### What the exercise asks
I would like every record printed again, exactly as shown.
[Opening Material to process section]
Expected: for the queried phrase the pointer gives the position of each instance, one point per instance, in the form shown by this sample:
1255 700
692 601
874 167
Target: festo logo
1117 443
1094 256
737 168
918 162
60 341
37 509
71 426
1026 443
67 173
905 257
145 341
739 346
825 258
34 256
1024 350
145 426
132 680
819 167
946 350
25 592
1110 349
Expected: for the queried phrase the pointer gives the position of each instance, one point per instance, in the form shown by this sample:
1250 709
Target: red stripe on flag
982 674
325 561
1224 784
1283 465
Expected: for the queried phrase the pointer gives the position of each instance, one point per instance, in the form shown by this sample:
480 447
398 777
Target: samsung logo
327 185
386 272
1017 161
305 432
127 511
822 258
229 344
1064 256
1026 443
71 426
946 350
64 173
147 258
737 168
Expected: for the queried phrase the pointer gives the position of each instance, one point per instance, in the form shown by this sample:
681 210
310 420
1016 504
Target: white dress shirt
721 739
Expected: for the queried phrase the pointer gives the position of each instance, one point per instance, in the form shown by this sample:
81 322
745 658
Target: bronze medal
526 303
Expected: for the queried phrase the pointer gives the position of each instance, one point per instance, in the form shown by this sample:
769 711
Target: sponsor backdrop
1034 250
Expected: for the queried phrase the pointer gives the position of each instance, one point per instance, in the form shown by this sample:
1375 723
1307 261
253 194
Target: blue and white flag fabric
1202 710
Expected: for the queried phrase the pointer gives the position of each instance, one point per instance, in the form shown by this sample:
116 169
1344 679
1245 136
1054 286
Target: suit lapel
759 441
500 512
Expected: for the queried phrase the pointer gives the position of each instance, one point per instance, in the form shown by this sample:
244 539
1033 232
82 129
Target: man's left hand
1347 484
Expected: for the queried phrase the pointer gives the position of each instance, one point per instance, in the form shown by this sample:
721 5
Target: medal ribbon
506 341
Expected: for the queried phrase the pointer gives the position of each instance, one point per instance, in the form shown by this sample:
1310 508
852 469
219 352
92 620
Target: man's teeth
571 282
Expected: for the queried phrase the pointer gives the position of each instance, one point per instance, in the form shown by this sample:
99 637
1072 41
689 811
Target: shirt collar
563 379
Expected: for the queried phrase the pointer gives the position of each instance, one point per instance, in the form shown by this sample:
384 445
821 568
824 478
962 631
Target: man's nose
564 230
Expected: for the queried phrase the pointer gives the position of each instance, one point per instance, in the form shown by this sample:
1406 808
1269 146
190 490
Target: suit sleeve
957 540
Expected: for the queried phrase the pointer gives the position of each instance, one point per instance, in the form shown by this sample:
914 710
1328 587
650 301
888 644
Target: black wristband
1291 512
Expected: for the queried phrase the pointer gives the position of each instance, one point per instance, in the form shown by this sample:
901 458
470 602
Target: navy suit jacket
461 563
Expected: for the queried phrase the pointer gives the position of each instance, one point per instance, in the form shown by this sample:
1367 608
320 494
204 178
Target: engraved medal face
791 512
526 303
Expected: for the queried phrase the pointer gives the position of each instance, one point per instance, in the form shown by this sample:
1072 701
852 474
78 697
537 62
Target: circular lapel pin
[Closing Material to process section]
### Output for this task
Expected: for the queried phrase the pointer gives the position of each instance, one point per instance, in the form shown by this sample:
1255 700
692 601
874 167
Target: festo logo
1117 443
1094 256
737 168
918 162
60 341
37 509
71 426
1026 443
67 173
905 257
145 341
739 346
825 258
34 256
1024 350
145 426
132 680
819 167
946 350
25 592
1110 349
Expected: for the queried phrase the pointer gives the position of each instance, one point per instance, in the form shown by this sample:
1250 709
Target: red stripe on flag
982 674
325 561
1224 784
1283 465
Expected: for the queried phrase the pointer gives the position of each instance, one point per instance, in the form shown by this sample:
480 447
398 777
Target: samsung logo
327 185
386 272
1017 161
305 432
127 511
822 258
229 344
1064 256
1026 443
71 426
946 350
64 173
147 258
737 168
Expected: for the queried phrase the pointer gives the position of each instance, one point per instance, in the form shown by this sample:
681 210
310 420
1016 504
Target: white dress shirt
721 739
Expected: for the queried phrase the pointer gives the position of each instance, one point per instance, in the form shown by this sample:
81 322
745 658
Target: bronze medal
526 303
Expected: for the queried phrase the pointer gives the position of each instance, one point per instance, in the form shown by this sample:
769 711
Target: sponsor backdrop
1034 250
Expected: for the queried phrase the pointer gives the position of each instance, one point per instance, in the form shown by this sample:
1375 723
1307 261
253 194
Target: blue and white flag fabric
1202 710
Expected: for the queried phrase the pointer gives the position of each instance, one point per instance, in the form shown by this sample:
116 169
1344 679
1245 136
1054 286
Target: suit lapel
759 441
500 512
Expected: for the queried phrase the pointer gives the position of each instance, one point per instance, in the form shown by this sample:
244 539
1033 232
82 129
Target: man's left hand
1347 484
Expected: for the queried phrase the pointer gives the position of each instance, one point per instance, in the form shown by this sample:
721 5
Target: medal ribbon
506 341
Expected: for the queried phrase the pointer gives the position of each instance, one point per instance, in the form shown by this sample:
1310 508
852 469
219 352
92 620
Target: man's teeth
571 282
Expected: for the queried phrase the pointer gives the position of each instance, one point per instance, in the form shown by this sample:
99 637
1072 41
689 811
Target: shirt collar
563 379
Expected: for the queried phrase the pointer gives the position of each instance, one point per instance, in the form shown by this sample:
384 445
821 568
824 478
962 631
Target: man's nose
564 230
Expected: for the queried phrase the pointer gives the position of each instance, one point per instance, in the form shown by this sample:
1406 808
1269 146
190 490
Target: suit sleeve
957 540
Expected: for the queried phrase the pointer gives the position of each instance, one point per instance, in the form shown by this sample:
914 710
1328 587
650 301
888 644
Target: black wristband
1291 512
Expected: for the queried phrase the pointer gives the position of each instance, one point per instance, in the form shown by this sample:
901 458
470 602
Target: navy suit jacket
461 563
Expected: for the queried phrase the pointer gives the position of each instance, one point per instance, in the form shown by this sample:
1367 608
320 494
204 178
Target: engraved medal face
791 512
526 303
Expected: for the queried phrase the pointer gives the position of each instance, one point per instance, in the form shown by this sample:
1072 701
852 474
78 697
537 62
Target: circular lapel pin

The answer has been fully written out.